● **Point-per-instance localization data**
******************************
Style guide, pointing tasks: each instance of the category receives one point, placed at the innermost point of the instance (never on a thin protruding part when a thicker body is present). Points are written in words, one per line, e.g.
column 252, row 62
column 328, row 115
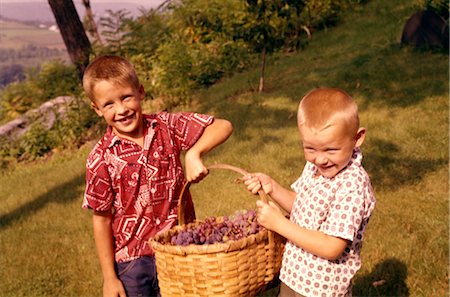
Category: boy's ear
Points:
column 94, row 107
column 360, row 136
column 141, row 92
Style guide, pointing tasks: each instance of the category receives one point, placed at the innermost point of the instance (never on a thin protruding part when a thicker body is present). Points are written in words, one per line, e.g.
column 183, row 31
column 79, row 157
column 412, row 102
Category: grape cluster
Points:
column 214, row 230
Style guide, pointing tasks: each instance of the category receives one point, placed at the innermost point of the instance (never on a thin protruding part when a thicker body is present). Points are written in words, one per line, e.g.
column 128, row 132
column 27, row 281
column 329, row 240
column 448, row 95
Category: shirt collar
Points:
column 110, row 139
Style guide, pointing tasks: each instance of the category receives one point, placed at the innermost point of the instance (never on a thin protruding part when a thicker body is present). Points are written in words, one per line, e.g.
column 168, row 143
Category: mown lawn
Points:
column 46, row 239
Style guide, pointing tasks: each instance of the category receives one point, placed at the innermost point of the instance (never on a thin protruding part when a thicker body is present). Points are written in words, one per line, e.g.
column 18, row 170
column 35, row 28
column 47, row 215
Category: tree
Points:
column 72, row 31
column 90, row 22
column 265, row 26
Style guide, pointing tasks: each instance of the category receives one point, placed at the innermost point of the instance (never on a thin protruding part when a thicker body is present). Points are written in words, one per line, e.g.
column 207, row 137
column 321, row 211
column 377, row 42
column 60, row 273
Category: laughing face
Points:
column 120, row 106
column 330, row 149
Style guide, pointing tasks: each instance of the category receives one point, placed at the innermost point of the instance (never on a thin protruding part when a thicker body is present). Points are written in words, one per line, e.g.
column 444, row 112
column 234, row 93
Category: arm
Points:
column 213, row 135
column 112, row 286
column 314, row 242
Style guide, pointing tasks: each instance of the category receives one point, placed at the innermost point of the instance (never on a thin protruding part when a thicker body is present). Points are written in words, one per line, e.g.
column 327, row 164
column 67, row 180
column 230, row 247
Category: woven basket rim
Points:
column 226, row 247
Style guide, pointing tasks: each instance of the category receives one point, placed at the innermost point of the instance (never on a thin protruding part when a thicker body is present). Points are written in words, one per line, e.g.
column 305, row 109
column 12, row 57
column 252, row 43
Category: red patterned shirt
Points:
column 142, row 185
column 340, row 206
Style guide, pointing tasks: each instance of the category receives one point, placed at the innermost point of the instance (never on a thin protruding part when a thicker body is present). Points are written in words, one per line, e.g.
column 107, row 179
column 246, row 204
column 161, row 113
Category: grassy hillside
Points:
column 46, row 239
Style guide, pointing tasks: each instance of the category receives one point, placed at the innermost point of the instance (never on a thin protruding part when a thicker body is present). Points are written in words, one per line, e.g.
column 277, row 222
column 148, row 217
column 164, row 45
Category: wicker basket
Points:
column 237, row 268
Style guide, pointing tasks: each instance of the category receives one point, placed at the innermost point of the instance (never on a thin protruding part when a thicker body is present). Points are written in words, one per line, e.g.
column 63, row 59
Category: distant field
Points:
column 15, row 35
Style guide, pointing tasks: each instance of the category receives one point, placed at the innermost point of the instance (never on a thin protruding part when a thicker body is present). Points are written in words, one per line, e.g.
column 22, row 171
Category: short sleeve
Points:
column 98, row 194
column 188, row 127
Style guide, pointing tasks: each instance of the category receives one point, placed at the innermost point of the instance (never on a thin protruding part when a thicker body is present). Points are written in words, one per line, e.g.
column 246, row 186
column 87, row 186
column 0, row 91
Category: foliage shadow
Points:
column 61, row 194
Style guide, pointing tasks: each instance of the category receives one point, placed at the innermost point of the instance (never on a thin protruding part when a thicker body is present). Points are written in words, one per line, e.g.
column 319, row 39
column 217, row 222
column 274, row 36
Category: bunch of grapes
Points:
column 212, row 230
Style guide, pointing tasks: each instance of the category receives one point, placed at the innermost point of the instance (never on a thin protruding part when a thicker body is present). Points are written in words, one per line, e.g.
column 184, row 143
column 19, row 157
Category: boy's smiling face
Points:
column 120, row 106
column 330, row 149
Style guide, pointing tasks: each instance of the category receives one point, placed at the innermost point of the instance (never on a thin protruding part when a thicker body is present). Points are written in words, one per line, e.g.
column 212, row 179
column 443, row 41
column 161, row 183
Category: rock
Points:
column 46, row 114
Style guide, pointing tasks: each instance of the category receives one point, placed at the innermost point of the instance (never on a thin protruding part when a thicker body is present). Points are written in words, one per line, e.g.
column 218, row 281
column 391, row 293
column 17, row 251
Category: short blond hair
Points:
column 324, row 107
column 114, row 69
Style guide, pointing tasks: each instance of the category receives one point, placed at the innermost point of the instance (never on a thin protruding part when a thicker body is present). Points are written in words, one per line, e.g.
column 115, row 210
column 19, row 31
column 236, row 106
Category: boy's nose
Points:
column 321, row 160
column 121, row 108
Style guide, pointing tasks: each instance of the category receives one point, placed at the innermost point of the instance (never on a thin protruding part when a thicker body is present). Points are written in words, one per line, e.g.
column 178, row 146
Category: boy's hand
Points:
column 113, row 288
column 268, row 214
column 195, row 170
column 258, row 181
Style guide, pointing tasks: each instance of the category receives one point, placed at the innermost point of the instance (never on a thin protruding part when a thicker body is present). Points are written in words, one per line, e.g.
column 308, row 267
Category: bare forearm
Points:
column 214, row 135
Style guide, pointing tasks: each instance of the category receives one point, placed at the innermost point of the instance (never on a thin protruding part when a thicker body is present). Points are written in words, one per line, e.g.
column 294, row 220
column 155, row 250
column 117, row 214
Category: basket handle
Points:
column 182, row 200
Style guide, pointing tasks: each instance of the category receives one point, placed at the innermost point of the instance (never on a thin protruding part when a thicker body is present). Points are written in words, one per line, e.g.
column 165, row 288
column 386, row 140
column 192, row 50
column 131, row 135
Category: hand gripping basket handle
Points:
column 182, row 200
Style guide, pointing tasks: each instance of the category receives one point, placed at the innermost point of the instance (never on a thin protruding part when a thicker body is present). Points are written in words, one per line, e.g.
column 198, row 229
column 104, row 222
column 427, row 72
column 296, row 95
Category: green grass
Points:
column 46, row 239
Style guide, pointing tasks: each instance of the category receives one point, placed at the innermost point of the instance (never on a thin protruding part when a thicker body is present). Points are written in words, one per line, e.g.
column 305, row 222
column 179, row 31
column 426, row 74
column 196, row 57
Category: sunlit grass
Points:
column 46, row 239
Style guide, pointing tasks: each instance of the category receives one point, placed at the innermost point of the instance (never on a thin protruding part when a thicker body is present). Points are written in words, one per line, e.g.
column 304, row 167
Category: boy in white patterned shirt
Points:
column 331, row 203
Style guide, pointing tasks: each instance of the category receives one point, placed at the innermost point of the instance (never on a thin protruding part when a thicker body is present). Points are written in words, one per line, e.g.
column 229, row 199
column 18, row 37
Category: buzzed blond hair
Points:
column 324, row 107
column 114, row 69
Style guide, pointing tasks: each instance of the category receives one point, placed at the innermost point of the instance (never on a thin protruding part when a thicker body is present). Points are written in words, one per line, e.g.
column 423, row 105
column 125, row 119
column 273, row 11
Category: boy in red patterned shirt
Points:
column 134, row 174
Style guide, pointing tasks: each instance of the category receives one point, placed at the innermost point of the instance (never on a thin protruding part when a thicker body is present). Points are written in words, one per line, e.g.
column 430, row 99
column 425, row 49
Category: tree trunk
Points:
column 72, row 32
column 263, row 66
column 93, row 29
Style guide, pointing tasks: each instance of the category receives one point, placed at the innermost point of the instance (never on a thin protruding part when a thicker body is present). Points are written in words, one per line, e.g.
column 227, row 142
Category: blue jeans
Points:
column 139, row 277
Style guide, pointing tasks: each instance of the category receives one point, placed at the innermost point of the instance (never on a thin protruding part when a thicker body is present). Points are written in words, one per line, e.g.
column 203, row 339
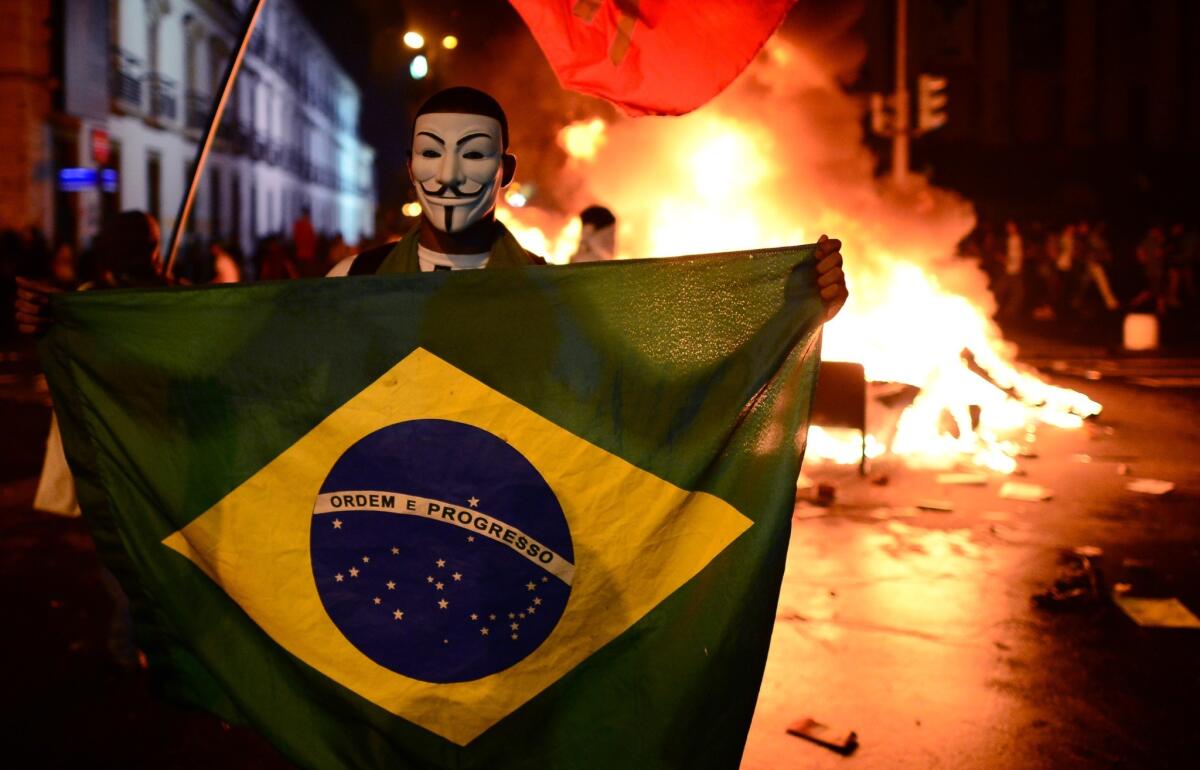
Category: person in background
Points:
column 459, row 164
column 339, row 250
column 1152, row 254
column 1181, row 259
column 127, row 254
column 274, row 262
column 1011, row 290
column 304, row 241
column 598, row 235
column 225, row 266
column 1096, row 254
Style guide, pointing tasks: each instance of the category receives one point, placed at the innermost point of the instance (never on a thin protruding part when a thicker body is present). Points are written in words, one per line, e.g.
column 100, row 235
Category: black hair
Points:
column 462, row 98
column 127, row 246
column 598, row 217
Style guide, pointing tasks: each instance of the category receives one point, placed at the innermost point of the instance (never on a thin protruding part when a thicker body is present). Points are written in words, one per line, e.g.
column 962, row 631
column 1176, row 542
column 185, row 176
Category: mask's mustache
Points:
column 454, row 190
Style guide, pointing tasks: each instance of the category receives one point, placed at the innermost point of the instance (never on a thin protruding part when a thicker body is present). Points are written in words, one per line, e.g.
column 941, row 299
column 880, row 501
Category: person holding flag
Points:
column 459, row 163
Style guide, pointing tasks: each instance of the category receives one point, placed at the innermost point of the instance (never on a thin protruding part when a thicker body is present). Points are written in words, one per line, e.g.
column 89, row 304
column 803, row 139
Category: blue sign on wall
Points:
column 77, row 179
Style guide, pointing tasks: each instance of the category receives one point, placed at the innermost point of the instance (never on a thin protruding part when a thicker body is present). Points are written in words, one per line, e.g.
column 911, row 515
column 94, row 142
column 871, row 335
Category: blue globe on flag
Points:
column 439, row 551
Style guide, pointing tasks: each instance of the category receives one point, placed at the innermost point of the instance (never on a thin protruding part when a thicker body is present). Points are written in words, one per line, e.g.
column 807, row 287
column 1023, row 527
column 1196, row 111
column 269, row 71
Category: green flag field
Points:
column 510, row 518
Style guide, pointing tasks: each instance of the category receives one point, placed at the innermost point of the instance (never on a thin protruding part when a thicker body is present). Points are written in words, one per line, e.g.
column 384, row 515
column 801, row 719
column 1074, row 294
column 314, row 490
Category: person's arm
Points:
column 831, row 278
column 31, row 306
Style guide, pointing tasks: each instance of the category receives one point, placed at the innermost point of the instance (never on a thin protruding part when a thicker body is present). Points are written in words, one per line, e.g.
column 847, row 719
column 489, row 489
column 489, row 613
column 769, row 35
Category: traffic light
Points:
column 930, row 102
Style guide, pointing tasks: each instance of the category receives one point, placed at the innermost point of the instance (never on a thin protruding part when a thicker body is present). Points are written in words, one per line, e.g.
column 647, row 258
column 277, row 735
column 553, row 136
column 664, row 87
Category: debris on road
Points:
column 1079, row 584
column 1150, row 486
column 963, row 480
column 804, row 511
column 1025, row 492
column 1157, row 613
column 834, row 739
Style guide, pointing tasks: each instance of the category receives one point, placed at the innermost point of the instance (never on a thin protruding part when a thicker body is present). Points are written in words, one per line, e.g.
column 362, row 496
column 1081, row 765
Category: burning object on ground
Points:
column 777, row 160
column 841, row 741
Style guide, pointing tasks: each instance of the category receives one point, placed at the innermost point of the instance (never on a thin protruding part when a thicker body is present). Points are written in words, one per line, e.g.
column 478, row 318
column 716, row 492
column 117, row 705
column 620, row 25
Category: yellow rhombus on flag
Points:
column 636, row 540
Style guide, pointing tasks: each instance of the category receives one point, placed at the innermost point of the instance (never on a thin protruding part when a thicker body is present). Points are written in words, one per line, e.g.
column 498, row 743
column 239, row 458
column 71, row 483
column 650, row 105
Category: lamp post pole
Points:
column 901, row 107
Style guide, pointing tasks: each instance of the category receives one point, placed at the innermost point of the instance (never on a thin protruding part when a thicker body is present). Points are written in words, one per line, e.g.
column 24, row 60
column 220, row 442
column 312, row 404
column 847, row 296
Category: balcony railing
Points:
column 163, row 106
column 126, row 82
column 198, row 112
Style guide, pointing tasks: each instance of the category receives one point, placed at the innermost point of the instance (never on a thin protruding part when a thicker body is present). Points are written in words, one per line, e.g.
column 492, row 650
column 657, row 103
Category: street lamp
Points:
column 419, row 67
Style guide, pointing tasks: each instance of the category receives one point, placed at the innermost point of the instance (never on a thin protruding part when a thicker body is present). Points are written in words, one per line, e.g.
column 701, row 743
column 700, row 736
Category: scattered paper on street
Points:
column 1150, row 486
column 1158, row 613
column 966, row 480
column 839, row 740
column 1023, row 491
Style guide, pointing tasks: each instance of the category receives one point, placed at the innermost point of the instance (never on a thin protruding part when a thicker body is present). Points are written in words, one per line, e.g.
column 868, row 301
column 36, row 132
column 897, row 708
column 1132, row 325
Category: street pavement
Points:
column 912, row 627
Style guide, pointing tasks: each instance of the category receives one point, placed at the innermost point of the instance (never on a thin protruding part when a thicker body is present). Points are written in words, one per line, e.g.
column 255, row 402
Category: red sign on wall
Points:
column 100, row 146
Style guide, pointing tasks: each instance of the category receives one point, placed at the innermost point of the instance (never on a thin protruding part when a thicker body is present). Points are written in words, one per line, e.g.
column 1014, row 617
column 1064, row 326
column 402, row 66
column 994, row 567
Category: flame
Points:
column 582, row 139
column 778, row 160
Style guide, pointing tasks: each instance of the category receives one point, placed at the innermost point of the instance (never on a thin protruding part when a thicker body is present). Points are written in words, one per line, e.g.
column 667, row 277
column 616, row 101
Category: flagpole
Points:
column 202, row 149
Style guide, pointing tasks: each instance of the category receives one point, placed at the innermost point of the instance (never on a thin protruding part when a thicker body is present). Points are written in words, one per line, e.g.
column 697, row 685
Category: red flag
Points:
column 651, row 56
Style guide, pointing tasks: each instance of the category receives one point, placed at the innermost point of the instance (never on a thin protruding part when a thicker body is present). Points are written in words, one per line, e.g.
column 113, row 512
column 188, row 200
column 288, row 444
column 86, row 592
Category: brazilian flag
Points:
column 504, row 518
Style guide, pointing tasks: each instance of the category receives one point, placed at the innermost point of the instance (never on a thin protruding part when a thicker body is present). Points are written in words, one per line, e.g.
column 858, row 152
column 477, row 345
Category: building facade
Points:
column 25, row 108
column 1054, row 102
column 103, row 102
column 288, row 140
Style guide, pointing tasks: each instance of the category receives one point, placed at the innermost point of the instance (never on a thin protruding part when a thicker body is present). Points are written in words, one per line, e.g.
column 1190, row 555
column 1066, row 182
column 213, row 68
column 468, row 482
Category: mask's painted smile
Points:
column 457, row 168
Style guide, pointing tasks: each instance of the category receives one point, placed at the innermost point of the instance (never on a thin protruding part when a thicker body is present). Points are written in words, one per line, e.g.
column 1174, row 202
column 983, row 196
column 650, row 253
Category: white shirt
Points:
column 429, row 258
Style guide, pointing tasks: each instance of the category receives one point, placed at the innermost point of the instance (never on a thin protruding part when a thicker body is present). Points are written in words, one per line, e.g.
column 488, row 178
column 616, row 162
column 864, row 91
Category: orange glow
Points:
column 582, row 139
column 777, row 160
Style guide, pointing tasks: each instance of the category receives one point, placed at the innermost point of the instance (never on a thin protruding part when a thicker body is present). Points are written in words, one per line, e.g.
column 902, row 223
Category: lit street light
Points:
******************************
● **Task to carry out**
From the records above, give again exactly the lines running from the line with "column 246, row 186" to the line with "Category: bunch of grapes", inclusive.

● **Response**
column 246, row 186
column 87, row 186
column 0, row 91
Category: foliage shadow
Points:
column 61, row 194
Style guide, pointing tasks: each instance of the category receives one point, placed at the innermost point of the instance (never on a thin protruding part when a thicker body is present). Points are written in words, one per line, e.g.
column 319, row 39
column 217, row 222
column 274, row 36
Category: bunch of grapes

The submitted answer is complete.